◆ Texto para leitura
┄┄┄┄┄┄┄┄┄┄┄┄┄┄┄┄┄┄┄┄
Suas marcas registradas, técnicas que ao longo dos anos o diretor aprimorou, são quase imperceptíveis aqui. Cuarón e Emmanuel Lubezki, diretor de fotografia que trabalha com ele desde o primeiro filme, são mestres do plano sequência. Em “Gravidade” (Gravity), que levou um caminhão de prêmios técnicos no Oscar 2014, os personagens de Sandra Bullock e George Clooney, andam pela beleza desesperadora do espaço em planos incríveis. Está nele o plano sequência mais longo da dupla, com absurdos 12 minutos, mais ou menos. Mas o ápice dos dois até agora foi em “Filhos da Esperança” (Children of Men), penúltimo filme de Cuarón. Na ficção científica de 2006 são 16 sequências com mais de 45 segundos, sendo que seis delas têm mais de 90! E não é só a duração que há de se levar em conta. Duas cenas são das mais incríveis que se tem notícia, a da perseguição e ataque ao carro pelas motos, meio que no início do filme, e a da batalha, já no final. São cenas de tirar o fôlego, tecnicamente impecáveis e incrivelmente orquestradas, mas que, ao mesmo tempo, só ajudam a humanizar mais ainda os personagens principais e trazê-los para mais próximo do público. Afinal de contas, eles não são heróis, são apenas um homem e uma garota em meio a desgraça de um futuro distópico sem crianças. Em “Sólo Con Tu Pareja”, de todas as cenas, somente a do casamento tem com um jogo de câmera mais elaborado e uma duração de plano maior.

Mas apesar de não ser possível identificar as características que, hoje, são marcantes no trabalho do diretor, dá para perceber que Cuarón já era um sujeito meticuloso, atento aos mínimos detalhes. Fico imaginando quantas vezes ele fez Daniel Giménez Cacho subir e descer as escadas, na corrida adolescente atrás do jornal, até atingir o resultado que esperava. Pode ter sido uma só, mas parece que foram muitas.

“Sólo Con Tu Pareja” pode ser encarado também como a afirmação do tipo de flmes que Cuarón e seus colaboradores desejavam fazer desde que começaram a estudar cinema. Um cinema universal, com cara de Hollywood, mas que também não abrisse mão das tradições mexicanas. O diretor disse que, na época, estava descontente em relação ao que era feito no país. A indústria cinematográfica era bancada pelo estado através de patrocínios e leis fiscais (Alô, Brasil). Muitos estudavam para acabar fazendo publicidade para o governo e aqueles que insistiam em fazer filmes eram chamados idealistas. Como ele mesmo disse, sua ideia era produzir filmes “comerciais”, mas com conteúdo e que poderiam atingir os mais diversos públicos, sem preconceitos. Tanto que ele foi expulso da faculdade de cinema depois de criar controvérsia e polêmica ao dirigir um curta todo falado em inglês.
┄┄┄┄┄┄┄┄┄┄┄┄┄┄┄┄┄┄┄┄
[Itens do conjunto de dados]
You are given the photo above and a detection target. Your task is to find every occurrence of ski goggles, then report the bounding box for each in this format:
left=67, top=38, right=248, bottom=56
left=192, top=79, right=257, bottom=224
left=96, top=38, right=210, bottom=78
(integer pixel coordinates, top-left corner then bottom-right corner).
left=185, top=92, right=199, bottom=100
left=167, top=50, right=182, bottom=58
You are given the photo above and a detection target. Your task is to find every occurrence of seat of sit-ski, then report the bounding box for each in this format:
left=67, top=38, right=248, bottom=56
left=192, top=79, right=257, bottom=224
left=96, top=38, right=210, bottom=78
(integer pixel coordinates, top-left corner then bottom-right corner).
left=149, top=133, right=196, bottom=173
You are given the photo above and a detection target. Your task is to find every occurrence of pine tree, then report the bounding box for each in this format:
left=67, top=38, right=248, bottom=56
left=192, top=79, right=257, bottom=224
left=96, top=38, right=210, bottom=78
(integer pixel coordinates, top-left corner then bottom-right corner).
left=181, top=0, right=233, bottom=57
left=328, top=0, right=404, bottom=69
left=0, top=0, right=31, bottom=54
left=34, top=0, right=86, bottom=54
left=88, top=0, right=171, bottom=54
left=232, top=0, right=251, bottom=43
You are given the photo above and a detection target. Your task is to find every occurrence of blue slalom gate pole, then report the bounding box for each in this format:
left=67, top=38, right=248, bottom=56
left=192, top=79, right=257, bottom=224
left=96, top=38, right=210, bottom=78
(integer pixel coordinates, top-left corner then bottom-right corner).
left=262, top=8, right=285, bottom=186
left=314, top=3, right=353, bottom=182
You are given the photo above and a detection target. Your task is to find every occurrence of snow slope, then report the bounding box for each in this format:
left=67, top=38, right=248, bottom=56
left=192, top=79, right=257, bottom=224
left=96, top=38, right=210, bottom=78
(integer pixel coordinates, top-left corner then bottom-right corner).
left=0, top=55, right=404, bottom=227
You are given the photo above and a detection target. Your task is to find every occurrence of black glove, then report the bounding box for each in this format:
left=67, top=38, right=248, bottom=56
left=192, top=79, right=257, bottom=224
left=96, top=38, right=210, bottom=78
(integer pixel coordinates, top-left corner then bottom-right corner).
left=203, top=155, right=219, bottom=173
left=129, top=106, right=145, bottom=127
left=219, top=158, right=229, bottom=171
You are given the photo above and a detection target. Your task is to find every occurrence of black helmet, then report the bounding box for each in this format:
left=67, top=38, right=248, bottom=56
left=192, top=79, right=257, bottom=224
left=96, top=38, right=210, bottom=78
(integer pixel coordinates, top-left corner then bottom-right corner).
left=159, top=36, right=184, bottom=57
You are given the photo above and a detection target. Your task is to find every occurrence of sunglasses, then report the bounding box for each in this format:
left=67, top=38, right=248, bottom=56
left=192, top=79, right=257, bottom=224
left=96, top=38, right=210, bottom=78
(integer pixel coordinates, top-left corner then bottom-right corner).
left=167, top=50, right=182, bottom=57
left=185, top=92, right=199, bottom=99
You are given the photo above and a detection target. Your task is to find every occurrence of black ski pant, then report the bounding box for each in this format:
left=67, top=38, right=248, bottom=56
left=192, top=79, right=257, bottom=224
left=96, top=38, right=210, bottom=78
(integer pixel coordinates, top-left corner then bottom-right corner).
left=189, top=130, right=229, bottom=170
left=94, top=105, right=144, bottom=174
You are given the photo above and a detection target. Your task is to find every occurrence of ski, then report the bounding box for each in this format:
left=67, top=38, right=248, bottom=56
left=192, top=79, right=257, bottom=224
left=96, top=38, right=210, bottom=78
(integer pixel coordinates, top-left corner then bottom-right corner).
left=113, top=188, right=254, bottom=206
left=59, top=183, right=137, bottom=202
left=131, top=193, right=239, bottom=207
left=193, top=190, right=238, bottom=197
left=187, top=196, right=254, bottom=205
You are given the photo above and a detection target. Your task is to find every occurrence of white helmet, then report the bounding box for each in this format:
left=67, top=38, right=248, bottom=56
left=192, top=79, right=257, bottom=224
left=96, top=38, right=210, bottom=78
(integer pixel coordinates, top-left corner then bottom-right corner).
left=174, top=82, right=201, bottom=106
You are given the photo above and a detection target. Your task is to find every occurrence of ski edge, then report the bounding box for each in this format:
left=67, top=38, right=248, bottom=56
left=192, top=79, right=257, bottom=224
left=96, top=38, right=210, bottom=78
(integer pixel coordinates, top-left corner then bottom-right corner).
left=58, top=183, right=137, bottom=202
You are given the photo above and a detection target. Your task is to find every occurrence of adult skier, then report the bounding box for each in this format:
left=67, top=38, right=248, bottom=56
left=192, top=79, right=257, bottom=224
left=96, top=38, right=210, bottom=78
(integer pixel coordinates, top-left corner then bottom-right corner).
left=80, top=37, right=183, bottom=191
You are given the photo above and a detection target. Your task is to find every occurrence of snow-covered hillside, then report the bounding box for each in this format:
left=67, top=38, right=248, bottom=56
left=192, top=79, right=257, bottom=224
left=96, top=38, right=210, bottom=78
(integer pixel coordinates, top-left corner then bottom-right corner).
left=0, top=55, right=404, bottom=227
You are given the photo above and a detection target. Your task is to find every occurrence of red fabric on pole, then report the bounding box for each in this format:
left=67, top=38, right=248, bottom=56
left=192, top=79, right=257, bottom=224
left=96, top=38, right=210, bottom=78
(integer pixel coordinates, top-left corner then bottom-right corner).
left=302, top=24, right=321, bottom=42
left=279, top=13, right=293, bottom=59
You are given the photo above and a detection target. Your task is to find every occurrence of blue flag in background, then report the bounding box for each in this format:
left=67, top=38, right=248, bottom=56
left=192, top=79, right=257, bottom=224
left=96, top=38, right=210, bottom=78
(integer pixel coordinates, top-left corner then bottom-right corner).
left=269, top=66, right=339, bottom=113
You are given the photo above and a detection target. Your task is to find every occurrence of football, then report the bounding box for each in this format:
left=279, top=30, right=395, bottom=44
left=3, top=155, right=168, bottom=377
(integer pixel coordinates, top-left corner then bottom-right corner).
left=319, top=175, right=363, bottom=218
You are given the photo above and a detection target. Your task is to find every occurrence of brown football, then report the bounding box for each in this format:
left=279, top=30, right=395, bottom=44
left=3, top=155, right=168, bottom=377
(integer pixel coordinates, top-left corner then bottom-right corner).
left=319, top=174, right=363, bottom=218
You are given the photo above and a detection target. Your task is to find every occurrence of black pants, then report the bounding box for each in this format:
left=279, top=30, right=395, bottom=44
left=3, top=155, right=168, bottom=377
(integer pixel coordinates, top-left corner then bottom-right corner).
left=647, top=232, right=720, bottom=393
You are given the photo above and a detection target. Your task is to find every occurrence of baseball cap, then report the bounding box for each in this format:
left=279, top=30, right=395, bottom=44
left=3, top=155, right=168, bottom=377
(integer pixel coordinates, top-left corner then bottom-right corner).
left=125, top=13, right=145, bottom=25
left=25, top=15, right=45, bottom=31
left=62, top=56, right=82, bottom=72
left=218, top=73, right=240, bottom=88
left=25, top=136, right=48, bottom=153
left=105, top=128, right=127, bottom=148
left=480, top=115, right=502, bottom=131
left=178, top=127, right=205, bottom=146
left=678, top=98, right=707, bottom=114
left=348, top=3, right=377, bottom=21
┄┄┄┄┄┄┄┄┄┄┄┄┄┄┄┄┄┄┄┄
◆ Detalhes da tarefa
No texto sobre Cuarón, reescreva o trecho que abre com as palavras "Mas apesar de" e fecha com "que foram muitas.", substituindo "jornal" por "ônibus".

◆ Resposta abaixo
Mas apesar de não ser possível identificar as características que, hoje, são marcantes no trabalho do diretor, dá para perceber que Cuarón já era um sujeito meticuloso, atento aos mínimos detalhes. Fico imaginando quantas vezes ele fez Daniel Giménez Cacho subir e descer as escadas, na corrida adolescente atrás do ônibus, até atingir o resultado que esperava. Pode ter sido uma só, mas parece que foram muitas.